ITEMS -
▬▬▬▬▬▬
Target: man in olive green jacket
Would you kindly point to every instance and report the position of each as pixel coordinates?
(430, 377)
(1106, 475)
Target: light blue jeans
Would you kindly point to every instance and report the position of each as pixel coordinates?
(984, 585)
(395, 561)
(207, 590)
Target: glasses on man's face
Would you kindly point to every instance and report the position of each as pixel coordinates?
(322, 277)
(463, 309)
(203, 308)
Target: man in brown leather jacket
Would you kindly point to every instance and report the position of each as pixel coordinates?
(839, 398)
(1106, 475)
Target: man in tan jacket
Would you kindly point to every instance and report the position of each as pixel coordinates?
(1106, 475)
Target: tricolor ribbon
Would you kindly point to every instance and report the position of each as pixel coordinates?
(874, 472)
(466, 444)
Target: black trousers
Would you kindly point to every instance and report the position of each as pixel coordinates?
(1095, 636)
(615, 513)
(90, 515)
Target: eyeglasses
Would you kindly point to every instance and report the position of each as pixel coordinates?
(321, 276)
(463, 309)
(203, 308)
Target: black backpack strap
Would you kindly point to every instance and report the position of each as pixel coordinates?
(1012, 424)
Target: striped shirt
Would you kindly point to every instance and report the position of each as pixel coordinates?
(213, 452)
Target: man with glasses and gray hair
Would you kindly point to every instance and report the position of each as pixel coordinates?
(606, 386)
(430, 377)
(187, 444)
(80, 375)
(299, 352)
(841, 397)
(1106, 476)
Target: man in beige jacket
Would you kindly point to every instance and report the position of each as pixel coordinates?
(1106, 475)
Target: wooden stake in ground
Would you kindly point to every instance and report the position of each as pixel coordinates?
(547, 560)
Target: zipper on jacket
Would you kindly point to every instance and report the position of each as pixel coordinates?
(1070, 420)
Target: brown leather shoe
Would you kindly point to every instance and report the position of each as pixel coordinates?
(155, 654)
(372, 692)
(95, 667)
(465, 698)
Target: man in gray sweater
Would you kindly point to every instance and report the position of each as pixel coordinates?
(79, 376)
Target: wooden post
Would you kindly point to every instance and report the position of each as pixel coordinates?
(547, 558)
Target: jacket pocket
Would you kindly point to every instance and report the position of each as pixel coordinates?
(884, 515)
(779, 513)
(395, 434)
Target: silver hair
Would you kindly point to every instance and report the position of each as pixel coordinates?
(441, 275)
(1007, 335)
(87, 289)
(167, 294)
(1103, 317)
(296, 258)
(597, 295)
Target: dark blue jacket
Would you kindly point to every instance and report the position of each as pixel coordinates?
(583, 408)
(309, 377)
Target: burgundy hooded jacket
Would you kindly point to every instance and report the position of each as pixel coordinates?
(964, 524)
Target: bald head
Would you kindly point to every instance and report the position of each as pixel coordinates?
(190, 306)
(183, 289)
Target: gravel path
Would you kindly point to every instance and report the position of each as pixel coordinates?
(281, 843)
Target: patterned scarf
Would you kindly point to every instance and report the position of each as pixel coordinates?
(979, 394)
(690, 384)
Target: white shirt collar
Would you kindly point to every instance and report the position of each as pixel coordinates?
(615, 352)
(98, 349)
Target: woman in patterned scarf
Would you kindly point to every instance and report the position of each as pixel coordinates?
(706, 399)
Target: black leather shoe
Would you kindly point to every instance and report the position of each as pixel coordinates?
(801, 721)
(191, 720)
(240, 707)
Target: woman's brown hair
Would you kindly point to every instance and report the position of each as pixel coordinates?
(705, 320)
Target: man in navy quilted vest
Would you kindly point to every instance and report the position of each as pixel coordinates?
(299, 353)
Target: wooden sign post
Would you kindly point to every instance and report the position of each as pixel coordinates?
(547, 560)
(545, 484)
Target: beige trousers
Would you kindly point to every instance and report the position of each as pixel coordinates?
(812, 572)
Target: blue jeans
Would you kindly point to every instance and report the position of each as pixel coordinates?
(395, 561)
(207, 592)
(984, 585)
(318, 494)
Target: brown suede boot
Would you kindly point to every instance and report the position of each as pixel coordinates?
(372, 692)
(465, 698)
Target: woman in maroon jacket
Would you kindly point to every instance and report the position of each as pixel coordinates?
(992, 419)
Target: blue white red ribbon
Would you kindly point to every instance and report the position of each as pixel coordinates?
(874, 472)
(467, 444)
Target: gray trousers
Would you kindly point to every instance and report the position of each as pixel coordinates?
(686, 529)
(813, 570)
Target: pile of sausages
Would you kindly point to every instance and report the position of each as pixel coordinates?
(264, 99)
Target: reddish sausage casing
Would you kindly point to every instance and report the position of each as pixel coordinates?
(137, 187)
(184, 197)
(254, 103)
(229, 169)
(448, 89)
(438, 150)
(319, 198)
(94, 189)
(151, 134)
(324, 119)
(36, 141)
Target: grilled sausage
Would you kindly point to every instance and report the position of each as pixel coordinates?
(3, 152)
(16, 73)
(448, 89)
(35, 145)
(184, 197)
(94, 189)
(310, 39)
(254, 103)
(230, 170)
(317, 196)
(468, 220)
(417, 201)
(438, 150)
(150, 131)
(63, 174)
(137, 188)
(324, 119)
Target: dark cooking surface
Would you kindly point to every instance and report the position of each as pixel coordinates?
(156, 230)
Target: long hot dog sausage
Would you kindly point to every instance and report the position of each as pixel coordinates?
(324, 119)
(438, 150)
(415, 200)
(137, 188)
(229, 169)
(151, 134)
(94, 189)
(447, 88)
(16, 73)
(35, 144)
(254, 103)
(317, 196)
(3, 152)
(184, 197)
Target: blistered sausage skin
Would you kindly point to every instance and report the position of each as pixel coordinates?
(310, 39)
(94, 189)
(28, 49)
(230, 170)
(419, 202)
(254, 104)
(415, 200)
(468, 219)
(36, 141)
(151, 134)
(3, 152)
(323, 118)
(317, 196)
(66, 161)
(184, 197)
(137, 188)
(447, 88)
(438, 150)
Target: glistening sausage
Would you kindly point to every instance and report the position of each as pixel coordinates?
▬▬▬▬▬▬
SHORT EXERCISE - Please set down each line of the records exactly as given.

TASK ANSWER -
Target: man in olive green jacket
Would you kindly point to every instance and report the position of each as pixel coordinates?
(430, 377)
(1106, 475)
Target: light blue jeans
Would you kindly point to every instance and report the position of each as pixel coordinates?
(984, 585)
(395, 561)
(207, 590)
Target: glasses on man's face
Would you kindly point to every instance and report the position of each as pixel coordinates?
(322, 277)
(463, 309)
(203, 308)
Target: man in brown leather jacket
Would you kindly point to every instance and report the position of each as pixel coordinates?
(839, 398)
(1106, 475)
Target: man in tan jacket
Would you kindly point to every instance and report the position of each as pixel coordinates?
(1106, 475)
Target: tricolor ribbon
Would you kindly point to every instance and report the position of each as pixel coordinates?
(874, 472)
(466, 444)
Target: black trousers
Would you kindly point to every instance and report the position of each as pixel coordinates?
(1095, 636)
(615, 513)
(90, 515)
Target: eyeglasses
Would you kindly point to every instance and report the position of each as pixel coordinates?
(321, 276)
(463, 309)
(203, 308)
Target: black backpack strap
Would you kindly point to every instance and report the position of each as pixel coordinates?
(1012, 424)
Target: striped shirt
Would you kindly point to every instance and report the position of each as pixel coordinates?
(213, 452)
Target: man with glasses and gray hair
Would you kindly point to every instance and report the position of each as pixel coordinates?
(606, 386)
(430, 377)
(187, 444)
(80, 375)
(299, 352)
(841, 397)
(1106, 476)
Target: man in beige jacket
Would you kindly point to every instance and report the position of each as pixel coordinates?
(1106, 475)
Target: wooden stake in ground
Would you kindly point to every instance and report the position of each as pixel coordinates?
(547, 560)
Target: zipper on jacket
Would you kindly point to every instance and report the position of each as pixel coordinates?
(1070, 420)
Target: brown leather shoe
Would you kindly point to every instance and report the position of each as pixel coordinates?
(155, 654)
(372, 692)
(95, 667)
(465, 698)
Target: man in gray sweater
Would you kindly point to every instance and report the position of each as pixel coordinates?
(79, 376)
Target: wooden post
Would you kindly point to every instance and report the position of each as pixel coordinates?
(547, 558)
Target: jacket pocket
Would you kindly point to every instance and report the position of each as pixel coordinates?
(884, 515)
(779, 513)
(395, 434)
Target: silver hair
Would you kindly point to every instance and report the position of each as pixel coordinates?
(441, 275)
(1007, 335)
(87, 289)
(167, 294)
(1103, 317)
(296, 258)
(597, 295)
Target: dark blue jacket
Would you kindly point to every instance and report the position of each as pixel coordinates?
(583, 408)
(309, 377)
Target: burgundy hooded jacket
Would you kindly point to every instance and report the position of each as pixel coordinates?
(964, 524)
Target: bald head
Would you kindly point to every instance and report the position of each as pixel coordinates?
(190, 306)
(183, 289)
Target: gravel path
Would you kindly point to every instance and report the position of each as pixel coordinates?
(281, 843)
Target: patterned scarf
Would you kindly point to every instance and report the position of each as pixel coordinates?
(979, 394)
(690, 384)
Target: white shirt collar
Would you kindly point to every instance and report the position of each as pixel coordinates?
(615, 352)
(98, 349)
Target: woman in patterned scarf
Would you kindly point to every instance and report the position of each as pixel coordinates?
(706, 399)
Target: black leather shoe
Would you kindly point to every instance and report the position of each as pixel coordinates?
(801, 721)
(191, 720)
(240, 707)
Target: woman's brown hair
Would you kindly point to every instance and report the position of each as pixel coordinates?
(705, 320)
Target: man in navy quilted vest
Would you kindly point to every instance and report the position of each as pixel coordinates?
(299, 353)
Target: wooden sign post
Would you kindly point to every instance and report the position of each as pixel coordinates?
(547, 560)
(545, 484)
Target: beige trousers
Would you kindly point to every instance and report the position of each as pixel coordinates?
(812, 572)
Target: blue jeans
Would you kindly point to every instance and report the position of each as pixel coordinates?
(395, 561)
(207, 592)
(984, 585)
(318, 494)
Target: brown suede boot
Would you kindly point to every instance and report the position of each as pixel coordinates?
(372, 692)
(465, 698)
Target: woman in maroon jacket
Would you kindly point to every instance and report the position of each as pixel coordinates?
(992, 419)
Target: blue white red ribbon
Would you kindly point to every instance and report the position of each as pixel coordinates?
(874, 472)
(467, 444)
Target: gray trousers
Would you kindly point to every instance and report the position of each as pixel coordinates?
(686, 529)
(813, 570)
Target: pile of sausages
Would you kindly point to every instance and report the position of each as pixel coordinates?
(264, 99)
Target: reddish sausage casing
Would you kindly point to every instance and report the position of each as pixel coordinates?
(137, 187)
(184, 197)
(254, 103)
(229, 169)
(448, 89)
(438, 150)
(319, 198)
(94, 189)
(151, 134)
(324, 119)
(36, 141)
Target: grilled sausage
Would you kindly point to every instance and report the position of each as pixel coordinates?
(3, 152)
(16, 73)
(448, 89)
(35, 145)
(184, 197)
(94, 189)
(310, 39)
(254, 103)
(230, 170)
(317, 196)
(468, 220)
(417, 201)
(438, 150)
(150, 131)
(63, 174)
(137, 188)
(324, 119)
Target: dark cooking surface
Would you kindly point to every instance and report the position of each as pixel coordinates?
(156, 230)
Target: long hot dog sausage
Would you kindly point to every instance and report the position of each as pixel coordinates?
(324, 119)
(438, 150)
(415, 200)
(137, 188)
(229, 169)
(151, 134)
(94, 189)
(447, 88)
(16, 73)
(35, 144)
(254, 103)
(317, 196)
(3, 152)
(184, 197)
Target: blistered sausage skin
Would you kindly point to every instance and report the position of each as pixel coordinates?
(310, 39)
(94, 189)
(28, 49)
(230, 170)
(419, 202)
(254, 104)
(415, 200)
(468, 219)
(36, 141)
(151, 134)
(3, 152)
(323, 118)
(317, 196)
(66, 161)
(184, 197)
(137, 188)
(447, 88)
(438, 150)
Target: glistening sausage
Would you kindly point to every instance and report the position of each as pixel coordinates?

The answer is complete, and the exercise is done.